• **Work order**
Only lines containing the string "beige" belong in the answer; copy all of them from the entries.
-.-.-
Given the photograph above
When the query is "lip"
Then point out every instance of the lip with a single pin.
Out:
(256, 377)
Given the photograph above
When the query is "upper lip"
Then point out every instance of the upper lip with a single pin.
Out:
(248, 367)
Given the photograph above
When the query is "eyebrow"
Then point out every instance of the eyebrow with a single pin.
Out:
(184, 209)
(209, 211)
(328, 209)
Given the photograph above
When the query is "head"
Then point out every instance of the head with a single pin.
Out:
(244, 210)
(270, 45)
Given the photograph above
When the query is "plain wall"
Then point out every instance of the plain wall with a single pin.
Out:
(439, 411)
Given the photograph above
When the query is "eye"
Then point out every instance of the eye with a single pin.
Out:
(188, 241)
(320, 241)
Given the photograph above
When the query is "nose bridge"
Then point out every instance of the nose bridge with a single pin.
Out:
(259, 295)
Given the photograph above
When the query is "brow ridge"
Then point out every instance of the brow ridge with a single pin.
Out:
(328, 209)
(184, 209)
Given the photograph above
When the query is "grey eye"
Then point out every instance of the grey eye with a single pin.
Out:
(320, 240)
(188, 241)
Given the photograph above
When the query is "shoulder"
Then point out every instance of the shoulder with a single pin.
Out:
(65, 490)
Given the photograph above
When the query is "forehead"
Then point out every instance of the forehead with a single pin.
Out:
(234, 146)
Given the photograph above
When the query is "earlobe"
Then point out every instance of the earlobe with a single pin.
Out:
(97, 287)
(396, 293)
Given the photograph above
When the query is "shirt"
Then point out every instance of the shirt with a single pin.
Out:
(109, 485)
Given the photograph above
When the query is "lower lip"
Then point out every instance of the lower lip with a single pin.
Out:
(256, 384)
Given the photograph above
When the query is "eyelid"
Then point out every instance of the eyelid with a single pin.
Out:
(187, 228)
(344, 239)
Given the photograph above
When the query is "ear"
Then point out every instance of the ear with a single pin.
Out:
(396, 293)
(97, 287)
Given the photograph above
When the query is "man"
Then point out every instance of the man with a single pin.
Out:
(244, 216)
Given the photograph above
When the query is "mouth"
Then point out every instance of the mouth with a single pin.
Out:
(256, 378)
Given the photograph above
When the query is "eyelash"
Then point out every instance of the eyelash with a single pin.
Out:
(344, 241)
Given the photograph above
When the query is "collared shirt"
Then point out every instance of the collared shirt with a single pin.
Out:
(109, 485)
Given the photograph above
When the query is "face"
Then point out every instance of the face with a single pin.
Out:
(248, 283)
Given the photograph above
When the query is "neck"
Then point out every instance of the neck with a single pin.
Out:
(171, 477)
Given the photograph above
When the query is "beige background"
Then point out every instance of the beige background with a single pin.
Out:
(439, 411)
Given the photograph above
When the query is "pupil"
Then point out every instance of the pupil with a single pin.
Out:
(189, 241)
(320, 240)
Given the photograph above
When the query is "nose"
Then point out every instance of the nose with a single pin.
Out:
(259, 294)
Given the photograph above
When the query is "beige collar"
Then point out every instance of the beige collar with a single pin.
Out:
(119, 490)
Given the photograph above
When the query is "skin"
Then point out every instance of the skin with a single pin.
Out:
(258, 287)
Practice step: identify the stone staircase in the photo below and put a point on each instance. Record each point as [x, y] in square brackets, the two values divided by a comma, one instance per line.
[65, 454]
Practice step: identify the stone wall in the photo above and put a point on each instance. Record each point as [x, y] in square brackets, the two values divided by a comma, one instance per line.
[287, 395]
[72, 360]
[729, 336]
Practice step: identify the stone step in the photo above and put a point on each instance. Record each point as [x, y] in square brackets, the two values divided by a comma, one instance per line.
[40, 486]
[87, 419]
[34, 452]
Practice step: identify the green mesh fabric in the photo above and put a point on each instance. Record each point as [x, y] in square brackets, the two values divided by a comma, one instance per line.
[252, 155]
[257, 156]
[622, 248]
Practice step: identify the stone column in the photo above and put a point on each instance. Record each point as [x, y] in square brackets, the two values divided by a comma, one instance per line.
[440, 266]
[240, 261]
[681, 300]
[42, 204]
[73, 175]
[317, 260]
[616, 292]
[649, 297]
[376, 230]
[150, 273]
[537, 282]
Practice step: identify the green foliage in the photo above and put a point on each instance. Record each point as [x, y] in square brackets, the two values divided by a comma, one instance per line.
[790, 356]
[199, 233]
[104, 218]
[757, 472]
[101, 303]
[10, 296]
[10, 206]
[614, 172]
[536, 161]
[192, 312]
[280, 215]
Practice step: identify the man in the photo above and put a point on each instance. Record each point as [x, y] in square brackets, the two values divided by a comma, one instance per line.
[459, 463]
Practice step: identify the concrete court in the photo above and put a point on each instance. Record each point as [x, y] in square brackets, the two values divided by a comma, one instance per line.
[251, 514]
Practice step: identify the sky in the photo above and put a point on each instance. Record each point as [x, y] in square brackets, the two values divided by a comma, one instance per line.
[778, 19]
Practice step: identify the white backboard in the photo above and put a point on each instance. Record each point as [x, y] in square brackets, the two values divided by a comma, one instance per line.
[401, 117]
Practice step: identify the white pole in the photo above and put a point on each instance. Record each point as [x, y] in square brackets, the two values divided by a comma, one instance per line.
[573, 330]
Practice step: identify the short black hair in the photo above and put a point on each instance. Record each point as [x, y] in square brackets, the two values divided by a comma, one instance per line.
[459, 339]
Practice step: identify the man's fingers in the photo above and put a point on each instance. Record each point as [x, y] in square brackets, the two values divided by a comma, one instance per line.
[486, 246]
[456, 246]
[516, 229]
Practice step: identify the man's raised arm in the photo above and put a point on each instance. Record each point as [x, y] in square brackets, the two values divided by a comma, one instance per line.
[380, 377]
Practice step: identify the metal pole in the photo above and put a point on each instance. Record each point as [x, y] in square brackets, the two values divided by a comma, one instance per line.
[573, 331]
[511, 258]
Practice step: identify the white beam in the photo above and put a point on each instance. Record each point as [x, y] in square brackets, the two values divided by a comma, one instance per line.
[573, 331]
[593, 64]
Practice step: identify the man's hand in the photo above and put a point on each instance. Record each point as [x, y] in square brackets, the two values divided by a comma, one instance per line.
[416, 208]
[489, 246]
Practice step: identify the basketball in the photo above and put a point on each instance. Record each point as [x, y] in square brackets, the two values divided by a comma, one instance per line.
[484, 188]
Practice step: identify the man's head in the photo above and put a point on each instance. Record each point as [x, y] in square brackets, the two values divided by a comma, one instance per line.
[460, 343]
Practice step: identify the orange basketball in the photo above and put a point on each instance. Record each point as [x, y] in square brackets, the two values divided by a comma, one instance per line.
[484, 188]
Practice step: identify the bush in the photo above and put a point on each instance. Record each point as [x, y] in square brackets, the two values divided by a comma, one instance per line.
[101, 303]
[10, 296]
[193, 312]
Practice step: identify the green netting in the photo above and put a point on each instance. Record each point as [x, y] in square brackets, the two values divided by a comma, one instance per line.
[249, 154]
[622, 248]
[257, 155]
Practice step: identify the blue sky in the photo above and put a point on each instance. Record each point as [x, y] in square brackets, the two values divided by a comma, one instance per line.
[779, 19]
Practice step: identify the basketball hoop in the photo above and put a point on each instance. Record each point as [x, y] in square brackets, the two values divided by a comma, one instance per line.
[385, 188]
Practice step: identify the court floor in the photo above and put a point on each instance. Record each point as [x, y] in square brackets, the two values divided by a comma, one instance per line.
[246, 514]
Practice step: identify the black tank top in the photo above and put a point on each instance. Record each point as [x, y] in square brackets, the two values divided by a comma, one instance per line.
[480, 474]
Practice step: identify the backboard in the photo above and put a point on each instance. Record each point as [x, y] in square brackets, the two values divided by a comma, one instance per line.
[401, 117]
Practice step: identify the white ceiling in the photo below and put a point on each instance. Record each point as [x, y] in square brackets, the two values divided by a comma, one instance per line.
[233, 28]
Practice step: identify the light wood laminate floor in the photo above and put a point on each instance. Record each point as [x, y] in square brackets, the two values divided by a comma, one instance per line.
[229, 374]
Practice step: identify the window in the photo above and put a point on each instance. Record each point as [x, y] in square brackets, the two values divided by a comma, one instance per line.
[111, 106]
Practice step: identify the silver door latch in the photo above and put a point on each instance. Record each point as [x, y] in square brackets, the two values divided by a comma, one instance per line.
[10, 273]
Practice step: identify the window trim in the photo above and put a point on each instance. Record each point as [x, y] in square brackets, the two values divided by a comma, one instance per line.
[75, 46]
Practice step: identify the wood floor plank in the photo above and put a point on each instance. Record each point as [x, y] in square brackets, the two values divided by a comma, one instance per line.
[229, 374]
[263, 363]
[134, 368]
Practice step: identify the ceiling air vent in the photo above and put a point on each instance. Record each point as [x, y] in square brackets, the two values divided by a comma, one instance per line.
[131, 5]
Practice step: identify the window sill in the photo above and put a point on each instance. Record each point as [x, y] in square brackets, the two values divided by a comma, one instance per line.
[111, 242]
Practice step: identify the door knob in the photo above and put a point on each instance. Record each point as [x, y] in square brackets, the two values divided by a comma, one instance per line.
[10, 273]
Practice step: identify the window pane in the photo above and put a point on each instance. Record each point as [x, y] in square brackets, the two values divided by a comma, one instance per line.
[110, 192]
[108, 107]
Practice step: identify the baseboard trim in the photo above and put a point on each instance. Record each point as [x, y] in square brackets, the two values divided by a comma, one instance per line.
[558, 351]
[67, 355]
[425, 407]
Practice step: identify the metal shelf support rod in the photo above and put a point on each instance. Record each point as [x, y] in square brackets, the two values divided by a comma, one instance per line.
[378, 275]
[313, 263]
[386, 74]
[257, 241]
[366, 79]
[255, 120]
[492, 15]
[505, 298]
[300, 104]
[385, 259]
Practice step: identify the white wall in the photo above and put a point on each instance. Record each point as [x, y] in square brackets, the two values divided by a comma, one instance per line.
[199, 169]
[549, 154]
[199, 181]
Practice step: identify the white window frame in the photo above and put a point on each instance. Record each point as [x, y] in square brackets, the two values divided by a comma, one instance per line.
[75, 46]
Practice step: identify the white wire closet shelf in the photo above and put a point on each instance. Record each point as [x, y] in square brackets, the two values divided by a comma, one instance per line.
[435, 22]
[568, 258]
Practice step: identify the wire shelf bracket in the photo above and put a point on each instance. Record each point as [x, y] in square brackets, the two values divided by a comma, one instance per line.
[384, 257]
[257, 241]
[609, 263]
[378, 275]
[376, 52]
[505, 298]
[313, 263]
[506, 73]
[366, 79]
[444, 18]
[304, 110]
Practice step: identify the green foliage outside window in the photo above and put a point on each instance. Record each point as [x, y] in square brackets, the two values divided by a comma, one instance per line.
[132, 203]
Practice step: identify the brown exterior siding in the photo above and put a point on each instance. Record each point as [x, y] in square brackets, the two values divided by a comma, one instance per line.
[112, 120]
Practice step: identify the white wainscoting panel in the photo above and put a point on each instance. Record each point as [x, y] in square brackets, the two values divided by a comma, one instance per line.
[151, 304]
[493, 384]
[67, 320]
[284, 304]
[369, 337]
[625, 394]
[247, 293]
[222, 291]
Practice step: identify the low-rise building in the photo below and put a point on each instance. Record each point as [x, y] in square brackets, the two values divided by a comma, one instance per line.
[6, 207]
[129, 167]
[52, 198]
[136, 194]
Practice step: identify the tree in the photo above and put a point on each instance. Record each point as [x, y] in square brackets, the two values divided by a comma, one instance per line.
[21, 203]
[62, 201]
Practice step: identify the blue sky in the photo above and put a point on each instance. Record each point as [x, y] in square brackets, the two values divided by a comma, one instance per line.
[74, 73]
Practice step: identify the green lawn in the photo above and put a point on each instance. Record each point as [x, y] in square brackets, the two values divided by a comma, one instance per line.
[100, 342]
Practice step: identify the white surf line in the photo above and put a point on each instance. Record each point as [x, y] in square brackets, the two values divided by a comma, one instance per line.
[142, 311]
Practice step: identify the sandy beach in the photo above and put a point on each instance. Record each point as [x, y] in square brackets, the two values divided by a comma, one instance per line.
-.-.-
• **Completed task**
When the query is "beige background"
Then point out every instance of the beige background with a single pin.
When the query is "beige collar"
Then point out every instance of the beige collar with a single pin.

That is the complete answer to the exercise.